*Document passage*.
This work investigates the role of the $U(N) \times U(\tilde{N})$ global symmetry in tree-level scattering amplitudes of the bi-adjoint $\phi^3$ theory from three perspectives: combinatorics, correlation functions, and a massive extension of the CHY formalism. We derive a planar scattering potential whose extrema reproduce Dolan and Goddard's massive scattering equations, providing physical intuition of the construction. This potential enables the counting of kinematic invariants via maximally symmetric Ferrers shapes, and it is expressed in terms of conformally invariant cross-ratios. We find that the $U(1)$ decoupling identity provides a physical interpretation of two different Catalan recursion relations, and also reveals an interplay between Catalan and Narayana numbers in the $U(1)$ splitting. Finally, we construct correlation functions for a fixed particle ordering using the CHY formalism, offering new insights into the dynamics of such amplitude structures. We derive a closed form expression of the reduced number of solutions for this set-up, as well as an off-shell scattering potential.

Editorial analysis

A structured set of objections, weighed in public.

Desk editor's note, referee report, simulated authors' rebuttal, and a circularity audit. Tearing a paper down is the easy half of reading it; the pith above is the substance, this is the friction.

Referee Report

2 major / 2 minor

Summary. The paper investigates the role of the U(N) × U(Ñ) global symmetry in tree-level scattering amplitudes of the bi-adjoint φ³ theory from combinatorial, correlation-function, and massive-CHY perspectives. It derives a planar scattering potential whose extrema reproduce the Dolan-Goddard massive scattering equations, counts kinematic invariants via maximally symmetric Ferrers shapes expressed in conformally invariant cross-ratios, interprets the U(1) decoupling identity as providing a physical origin for two Catalan recursion relations together with a Catalan-Narayana interplay under U(1) splitting, and constructs fixed-order CHY correlation functions, a closed-form count of the reduced number of solutions, and an off-shell scattering potential.

Significance. If the explicit derivations hold, the work supplies concrete physical intuition for the massive extension of the CHY formalism in bi-adjoint theories and establishes direct links between amplitude structures and combinatorial objects (Catalan and Narayana numbers). The potential construction, the Ferrers-diagram counting, and the closed-form solution count are potentially useful tools for further studies of symmetries and solution spaces in scattering amplitudes.

major comments (2)
  1. [Section deriving the planar scattering potential] The central claim that the derived planar potential's stationary points reproduce the Dolan-Goddard equations requires an explicit low-point verification (e.g., n=4 or n=5) showing that the critical-point conditions match the massive equations term by term without extra constraints; this check is load-bearing for the physical-intuition assertion.
  2. [Section on counting kinematic invariants] The combinatorial bijection between kinematic invariants and maximally symmetric Ferrers shapes is stated to be expressed in cross-ratios; the manuscript should demonstrate that this counting is independent of the choice of cross-ratio basis and reproduces the known dimension of the kinematic space for the bi-adjoint theory.
minor comments (2)
  1. [Throughout] Notation for the second rank Ñ should be made uniform (tilde versus hat) across equations and text.
  2. [Section presenting the off-shell potential] The off-shell continuation of the potential is introduced; a brief remark on how the on-shell limit is recovered would improve clarity.

*Given material*.

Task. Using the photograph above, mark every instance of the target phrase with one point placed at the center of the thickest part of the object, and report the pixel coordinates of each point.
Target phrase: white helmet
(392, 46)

*Exercise requirements*.
Pick up the bi-adjoint φ³ scattering text, not the listing, right after its last sentence and continue it.

*Response for this exercise*.
Simulated Author's Rebuttal

2 responses · 0 unresolved

We thank the referee for their careful reading of the manuscript and for the constructive comments. We address each major comment below and have revised the manuscript accordingly.

read point-by-point responses
  1. Referee: [Section deriving the planar scattering potential] The central claim that the derived planar potential's stationary points reproduce the Dolan-Goddard equations requires an explicit low-point verification (e.g., n=4 or n=5) showing that the critical-point conditions match the massive equations term by term without extra constraints; this check is load-bearing for the physical-intuition assertion.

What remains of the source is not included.